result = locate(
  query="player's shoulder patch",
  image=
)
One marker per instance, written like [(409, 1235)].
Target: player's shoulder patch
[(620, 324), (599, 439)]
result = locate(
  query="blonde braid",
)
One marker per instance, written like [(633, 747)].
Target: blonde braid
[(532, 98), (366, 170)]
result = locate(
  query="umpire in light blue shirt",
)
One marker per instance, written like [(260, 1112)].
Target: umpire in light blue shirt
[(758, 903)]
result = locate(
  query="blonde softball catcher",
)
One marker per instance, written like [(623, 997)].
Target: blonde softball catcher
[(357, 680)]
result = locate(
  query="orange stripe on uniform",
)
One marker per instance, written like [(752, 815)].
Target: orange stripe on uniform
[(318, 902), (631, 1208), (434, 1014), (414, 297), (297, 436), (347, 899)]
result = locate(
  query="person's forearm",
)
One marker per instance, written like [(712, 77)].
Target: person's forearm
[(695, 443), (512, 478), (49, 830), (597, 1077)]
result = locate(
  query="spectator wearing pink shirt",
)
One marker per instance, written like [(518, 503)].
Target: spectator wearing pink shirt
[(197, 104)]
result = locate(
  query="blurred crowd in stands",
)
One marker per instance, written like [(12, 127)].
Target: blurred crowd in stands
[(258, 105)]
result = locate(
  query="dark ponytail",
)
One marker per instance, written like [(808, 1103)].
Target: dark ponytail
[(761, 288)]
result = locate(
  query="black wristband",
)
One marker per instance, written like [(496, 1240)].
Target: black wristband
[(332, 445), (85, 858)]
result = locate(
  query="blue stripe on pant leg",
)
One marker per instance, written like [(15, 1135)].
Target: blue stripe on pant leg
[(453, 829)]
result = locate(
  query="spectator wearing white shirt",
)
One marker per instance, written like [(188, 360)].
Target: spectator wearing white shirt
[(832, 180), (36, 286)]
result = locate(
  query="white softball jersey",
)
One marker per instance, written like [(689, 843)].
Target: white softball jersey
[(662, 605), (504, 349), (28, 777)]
◆ ◆ ◆ ◆ ◆
**ASSIGNMENT**
Up to and including the last line of the listing above, copy exactly every line from the one that contains "Target: black wristband" onward; leave out all others.

**RESPONSE FOR THIS EXERCISE**
Target: black wristband
[(332, 445), (85, 858)]
result = locate(
  query="blue stripe on pant leg",
)
One marker per instance, written like [(15, 1135)].
Target: blue stripe on pant leg
[(453, 829)]
result = locate(
  query="spectator wearing white shirt",
)
One marker per instance, written like [(188, 360)].
Target: spectator wearing white shirt
[(832, 180), (36, 286)]
result = locate(
  query="white softball jersey",
)
One marker per instance, written like [(689, 843)].
Target: white softball jersey
[(662, 605), (504, 349), (28, 777)]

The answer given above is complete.